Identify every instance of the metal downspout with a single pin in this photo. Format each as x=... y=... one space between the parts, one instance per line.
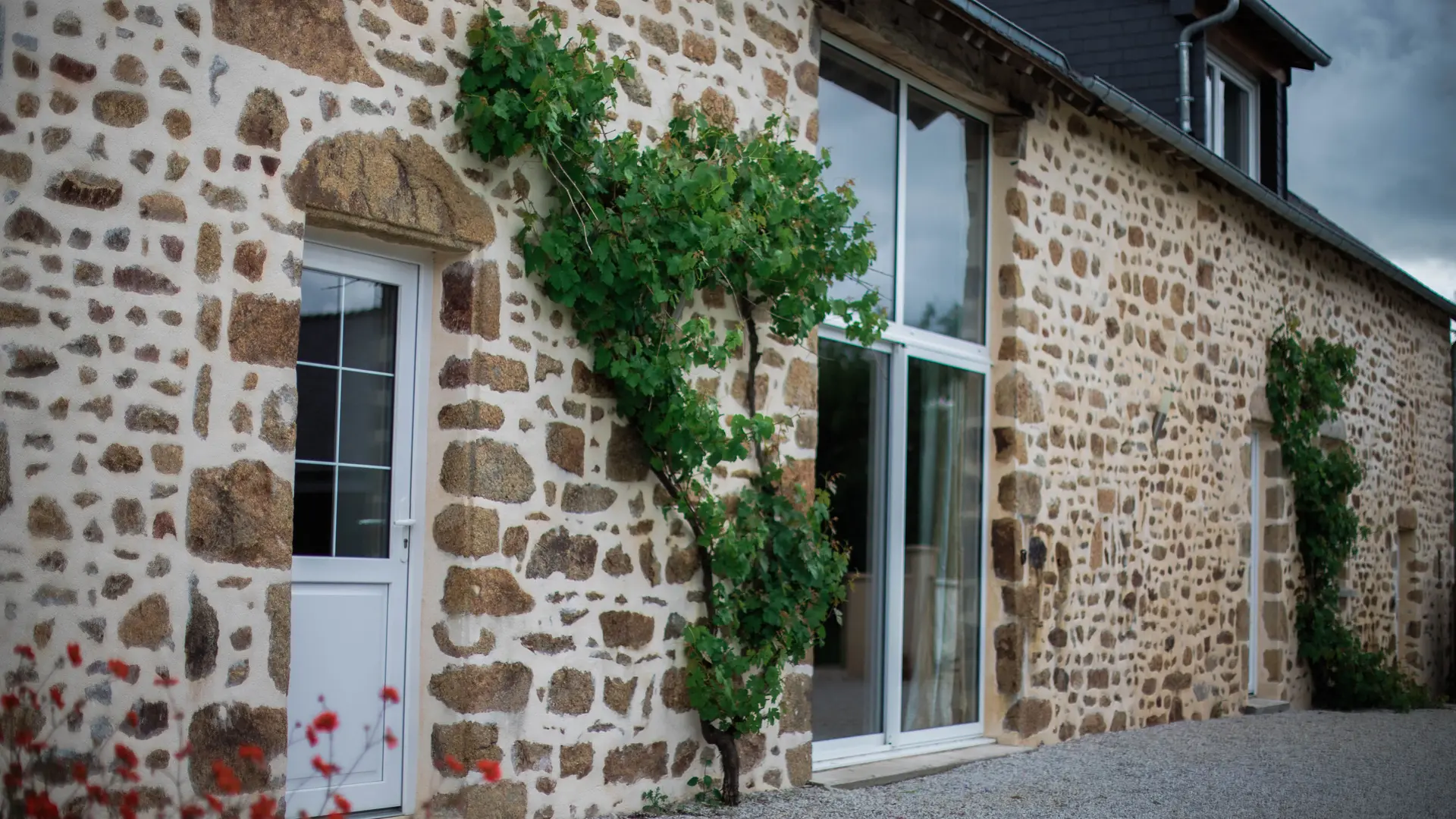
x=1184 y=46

※

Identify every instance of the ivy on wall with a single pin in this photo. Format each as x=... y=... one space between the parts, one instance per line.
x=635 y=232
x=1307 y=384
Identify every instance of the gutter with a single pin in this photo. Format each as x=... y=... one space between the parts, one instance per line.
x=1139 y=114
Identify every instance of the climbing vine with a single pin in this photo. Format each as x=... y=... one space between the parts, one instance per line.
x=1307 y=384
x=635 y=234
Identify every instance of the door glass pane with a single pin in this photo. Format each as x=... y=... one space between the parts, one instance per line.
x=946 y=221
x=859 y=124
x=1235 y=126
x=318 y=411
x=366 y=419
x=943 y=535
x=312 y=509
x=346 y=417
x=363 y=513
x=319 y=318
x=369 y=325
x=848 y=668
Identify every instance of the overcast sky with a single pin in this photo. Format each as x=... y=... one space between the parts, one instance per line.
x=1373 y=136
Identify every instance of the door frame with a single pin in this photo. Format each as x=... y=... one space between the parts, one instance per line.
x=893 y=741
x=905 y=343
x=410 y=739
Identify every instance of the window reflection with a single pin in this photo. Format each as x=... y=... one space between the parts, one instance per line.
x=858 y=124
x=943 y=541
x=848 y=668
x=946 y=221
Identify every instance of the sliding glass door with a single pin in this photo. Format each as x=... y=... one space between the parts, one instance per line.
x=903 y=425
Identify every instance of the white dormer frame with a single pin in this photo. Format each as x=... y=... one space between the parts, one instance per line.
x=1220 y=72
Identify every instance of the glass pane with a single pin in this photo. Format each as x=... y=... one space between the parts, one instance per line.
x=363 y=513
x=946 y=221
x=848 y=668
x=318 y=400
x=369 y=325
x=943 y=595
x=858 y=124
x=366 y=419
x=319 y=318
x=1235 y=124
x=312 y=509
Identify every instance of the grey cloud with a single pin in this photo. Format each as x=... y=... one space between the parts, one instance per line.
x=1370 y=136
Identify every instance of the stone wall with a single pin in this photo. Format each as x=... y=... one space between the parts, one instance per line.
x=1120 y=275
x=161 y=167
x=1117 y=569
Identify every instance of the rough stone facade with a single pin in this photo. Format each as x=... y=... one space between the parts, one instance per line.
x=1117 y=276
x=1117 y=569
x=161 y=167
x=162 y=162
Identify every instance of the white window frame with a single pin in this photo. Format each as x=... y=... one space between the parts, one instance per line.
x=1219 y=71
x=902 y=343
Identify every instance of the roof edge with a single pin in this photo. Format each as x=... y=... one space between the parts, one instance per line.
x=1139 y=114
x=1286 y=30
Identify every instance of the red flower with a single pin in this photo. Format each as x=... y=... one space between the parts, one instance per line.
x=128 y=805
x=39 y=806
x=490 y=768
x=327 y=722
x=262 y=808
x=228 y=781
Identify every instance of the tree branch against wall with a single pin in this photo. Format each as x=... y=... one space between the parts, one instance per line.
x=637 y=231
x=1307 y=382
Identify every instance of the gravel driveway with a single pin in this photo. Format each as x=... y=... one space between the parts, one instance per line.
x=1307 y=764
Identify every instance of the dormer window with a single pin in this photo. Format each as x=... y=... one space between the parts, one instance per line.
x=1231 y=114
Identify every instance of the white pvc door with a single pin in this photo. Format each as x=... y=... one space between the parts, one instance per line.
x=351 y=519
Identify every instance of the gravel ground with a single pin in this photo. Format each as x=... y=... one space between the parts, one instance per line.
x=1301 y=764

※

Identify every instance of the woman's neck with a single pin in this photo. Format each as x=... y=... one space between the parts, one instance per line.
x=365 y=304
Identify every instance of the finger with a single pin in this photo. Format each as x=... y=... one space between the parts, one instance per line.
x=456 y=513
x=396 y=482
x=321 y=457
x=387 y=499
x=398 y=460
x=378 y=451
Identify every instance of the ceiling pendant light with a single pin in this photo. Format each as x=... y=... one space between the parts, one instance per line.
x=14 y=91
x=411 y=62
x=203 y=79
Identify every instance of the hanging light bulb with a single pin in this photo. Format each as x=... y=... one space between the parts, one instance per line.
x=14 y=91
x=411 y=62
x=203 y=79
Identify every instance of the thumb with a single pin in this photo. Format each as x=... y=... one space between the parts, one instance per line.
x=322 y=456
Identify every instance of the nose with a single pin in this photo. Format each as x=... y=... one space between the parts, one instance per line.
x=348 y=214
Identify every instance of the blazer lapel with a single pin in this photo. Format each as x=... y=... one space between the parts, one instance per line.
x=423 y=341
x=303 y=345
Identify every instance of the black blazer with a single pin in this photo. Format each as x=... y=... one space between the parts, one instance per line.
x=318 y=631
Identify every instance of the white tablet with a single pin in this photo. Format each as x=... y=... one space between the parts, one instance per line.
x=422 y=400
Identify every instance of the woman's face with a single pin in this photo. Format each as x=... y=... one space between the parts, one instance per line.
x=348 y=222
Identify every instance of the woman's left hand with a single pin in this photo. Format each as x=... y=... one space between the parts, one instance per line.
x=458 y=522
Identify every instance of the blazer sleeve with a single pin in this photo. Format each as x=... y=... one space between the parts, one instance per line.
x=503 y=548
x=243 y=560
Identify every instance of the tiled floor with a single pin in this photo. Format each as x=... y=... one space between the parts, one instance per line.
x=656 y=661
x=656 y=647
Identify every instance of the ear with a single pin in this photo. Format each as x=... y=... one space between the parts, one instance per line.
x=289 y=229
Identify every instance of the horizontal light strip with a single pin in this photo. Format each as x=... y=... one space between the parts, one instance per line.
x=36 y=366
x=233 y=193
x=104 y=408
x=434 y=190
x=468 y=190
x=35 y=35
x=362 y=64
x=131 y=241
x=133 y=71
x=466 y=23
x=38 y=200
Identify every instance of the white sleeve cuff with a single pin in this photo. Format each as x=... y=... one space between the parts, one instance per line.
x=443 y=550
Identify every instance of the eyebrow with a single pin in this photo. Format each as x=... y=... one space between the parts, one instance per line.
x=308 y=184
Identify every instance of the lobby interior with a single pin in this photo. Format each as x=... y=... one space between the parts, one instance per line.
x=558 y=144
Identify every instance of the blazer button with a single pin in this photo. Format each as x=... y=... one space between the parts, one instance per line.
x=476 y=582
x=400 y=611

※

Reproduce the lines from the one containing "Identify every instance of the window" through the one containing "x=1286 y=30", inclusive, with no changes.

# Answer for the task
Identify every instance of the window reflection with a single pin in this photo. Format each as x=... y=... one space between the parts, one instance per line.
x=858 y=124
x=943 y=541
x=848 y=668
x=946 y=221
Identify every instance of the sliding glass door with a single pin in this photo. Format each as x=... y=... one space between the parts, one instance per line.
x=903 y=425
Identify every instance of the white dormer frame with a single pin in this photo. Format each as x=... y=... one space between the parts, one instance per line.
x=1220 y=72
Identify every instance of the glass pane with a single pin in this photo. Format each as x=... y=... one space between the parts, one instance per line.
x=363 y=513
x=946 y=221
x=848 y=668
x=318 y=400
x=369 y=325
x=943 y=595
x=858 y=124
x=366 y=419
x=319 y=318
x=1235 y=124
x=312 y=509
Identify every instance of the grey cloud with a single pin in this photo. Format each as x=... y=... one space between the parts, one instance per line.
x=1370 y=136
Identify every instance of the stone wall with a single pin in this photo. Format each as x=... y=... one space between the parts, one instance per line.
x=1120 y=275
x=161 y=167
x=1117 y=569
Identify every instance of the rough stone facade with a single pin in this photo. Format each as x=... y=... one space between the parts, one instance per line.
x=1117 y=276
x=1117 y=569
x=161 y=167
x=162 y=162
Identify every instance of the white window frame with a single pin in this photo. Format each as x=... y=... one space between the parts, one instance per line.
x=1219 y=71
x=902 y=343
Identify every instance of the roof edge with a single pin in this photo. Format each as x=... y=... one space between the parts, one instance per line.
x=1139 y=114
x=1286 y=30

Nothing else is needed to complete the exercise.